**WHAT THE TASK REQUIRES**
An exact copy of every entry below is required, and no picture may appear in it.

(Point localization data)
§
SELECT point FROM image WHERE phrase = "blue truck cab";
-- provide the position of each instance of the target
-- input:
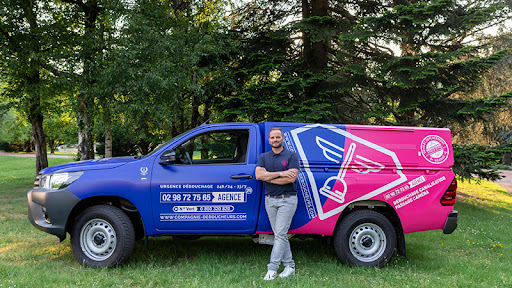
(202, 183)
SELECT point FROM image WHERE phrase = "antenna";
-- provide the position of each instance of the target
(206, 122)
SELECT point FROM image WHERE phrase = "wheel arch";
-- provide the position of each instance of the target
(122, 203)
(384, 209)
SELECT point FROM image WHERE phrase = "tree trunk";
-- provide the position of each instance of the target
(315, 53)
(85, 138)
(319, 49)
(108, 135)
(39, 141)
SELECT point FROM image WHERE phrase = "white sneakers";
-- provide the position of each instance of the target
(271, 275)
(288, 271)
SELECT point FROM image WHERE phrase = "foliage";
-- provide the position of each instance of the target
(14, 130)
(482, 240)
(478, 161)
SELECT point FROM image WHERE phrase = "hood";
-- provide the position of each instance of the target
(96, 164)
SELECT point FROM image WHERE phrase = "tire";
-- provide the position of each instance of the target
(365, 238)
(102, 236)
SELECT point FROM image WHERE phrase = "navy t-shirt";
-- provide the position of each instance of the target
(283, 161)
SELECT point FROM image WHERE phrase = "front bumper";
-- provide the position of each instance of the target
(451, 222)
(48, 210)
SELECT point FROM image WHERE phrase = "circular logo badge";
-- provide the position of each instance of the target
(434, 149)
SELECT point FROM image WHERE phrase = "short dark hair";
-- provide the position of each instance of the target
(276, 129)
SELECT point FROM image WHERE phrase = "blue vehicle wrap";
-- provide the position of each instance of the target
(203, 182)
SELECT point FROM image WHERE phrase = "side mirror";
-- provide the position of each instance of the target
(168, 157)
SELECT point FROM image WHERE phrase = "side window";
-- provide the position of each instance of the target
(214, 147)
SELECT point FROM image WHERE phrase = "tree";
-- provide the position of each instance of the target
(27, 40)
(438, 59)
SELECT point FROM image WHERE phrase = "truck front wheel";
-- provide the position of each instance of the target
(365, 238)
(102, 236)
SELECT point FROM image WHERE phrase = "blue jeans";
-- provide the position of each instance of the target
(280, 213)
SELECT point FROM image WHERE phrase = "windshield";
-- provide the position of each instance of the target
(163, 144)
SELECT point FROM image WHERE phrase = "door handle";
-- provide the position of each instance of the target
(243, 176)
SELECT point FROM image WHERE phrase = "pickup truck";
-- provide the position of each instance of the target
(360, 187)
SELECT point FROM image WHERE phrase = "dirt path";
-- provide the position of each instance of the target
(34, 155)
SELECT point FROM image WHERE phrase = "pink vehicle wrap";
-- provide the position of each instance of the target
(406, 169)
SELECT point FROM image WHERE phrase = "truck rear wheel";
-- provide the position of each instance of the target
(365, 238)
(102, 236)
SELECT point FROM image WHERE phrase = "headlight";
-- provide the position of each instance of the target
(59, 180)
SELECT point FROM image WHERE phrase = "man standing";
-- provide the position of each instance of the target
(279, 168)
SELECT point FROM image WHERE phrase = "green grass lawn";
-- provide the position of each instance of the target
(477, 254)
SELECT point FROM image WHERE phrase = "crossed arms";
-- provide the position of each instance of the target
(288, 176)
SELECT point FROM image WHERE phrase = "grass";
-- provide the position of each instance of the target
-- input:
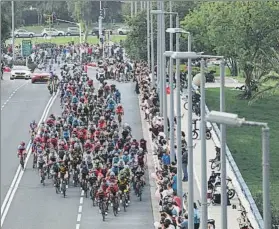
§
**EXPECTED OUTPUT**
SELECT point FROM image WHERE phrase = "blue truck cab";
-- provide the position of each instance of the target
-- input:
(202, 183)
SELECT point FROM image WHERE phrase = "antenna";
-- provide the position of each instance of the target
(206, 122)
SELECT point FROM image WHERE phrase = "wheel arch";
-- provide the position of each instance of the target
(122, 203)
(384, 209)
SELECT point FROM image WHERE phrase = "tree trunk";
-- provide the position of each instance of the target
(315, 53)
(85, 138)
(319, 49)
(108, 135)
(39, 141)
SELECT point FROM image WHERE phrase = "white sneakers";
-- provide the position of each instance of the target
(271, 275)
(288, 271)
SELECT point FROM image WHERE phrase = "foliage";
-- provide the position of each instance of the target
(14, 130)
(482, 240)
(478, 161)
SELECT point FROM image WHERE phrase = "hood";
-- provide the position of each instance of the target
(96, 164)
SELECT point FROM image WHERE phrase = "tire";
-- provide the position of each instance of the target
(365, 238)
(102, 236)
SELECT point FROM image WHERE phrase = "navy t-shirt";
-- provide the position of each instance of the target
(283, 161)
SELECT point FROM image WHERE phrase = "front bumper";
-- provide the position of each instance of the target
(451, 222)
(48, 210)
SELECT point FROM image WHERE phrase = "circular logo badge";
-- provide the position of each instance of the target
(434, 149)
SELECT point FROM image WHERE phrase = "short dark hair";
-- provide the position of each instance of the target
(276, 129)
SELECT point FROM image WHERE phrase = "blue vehicle wrap";
-- provide the position of each instance of the target
(203, 182)
SELECT point FROM image WHERE phrase = "side mirror";
-- provide the position of each instance of the target
(168, 157)
SELECT point FROM image WHERE phrase = "side window";
-- provide the position of each instance of the target
(214, 147)
SELECT point FROM image WHERE phrase = "tree";
-- provide the position of each instance of the target
(27, 40)
(438, 59)
SELECT point FROM image WHERE phrase = "truck front wheel";
-- provide the position of each instance of the target
(365, 238)
(102, 236)
SELECT point FROM image WHERE phrase = "blue jeans";
-- provide the position of each instance of the target
(280, 213)
SELECT point FROM image WHERE phrase = "windshield";
-- provide the position of each instance of the target
(163, 144)
SELECT point FROM image WHERE phrase = "door handle";
-- provide the position of each instance of the target
(243, 176)
SELECT point FROM image WHERE phrase = "pickup truck";
-- provide the position of each instance of the target
(360, 187)
SELECT point FROM image WHERE phrase = "dirt path";
-- provide the position of each instance of the target
(34, 155)
SELECT point FROM image WHERE phrase = "pink vehicle wrap";
-- provide the position of each instance of the target
(406, 169)
SELECT point FROM image WHERE phrase = "truck rear wheel";
-- provide the position of each instance of the target
(365, 238)
(102, 236)
SELECT point FROM image WHERE phrase = "headlight";
-- provide the position of each instance of the target
(59, 180)
SELECT point FROM image WHERE phrase = "man standing";
-- provide the position of each instance of the target
(279, 168)
SELECT point FROM image WHERE phrase = "green grass lawn";
-- provide the position of each instance of the target
(477, 254)
SELECT point FROM image WHERE phrase = "crossed arms";
-- provide the position of each instance of the target
(288, 176)
SELECT point FROM image WHERE phrase = "grass";
-- provide the position of each instance of the target
-- input:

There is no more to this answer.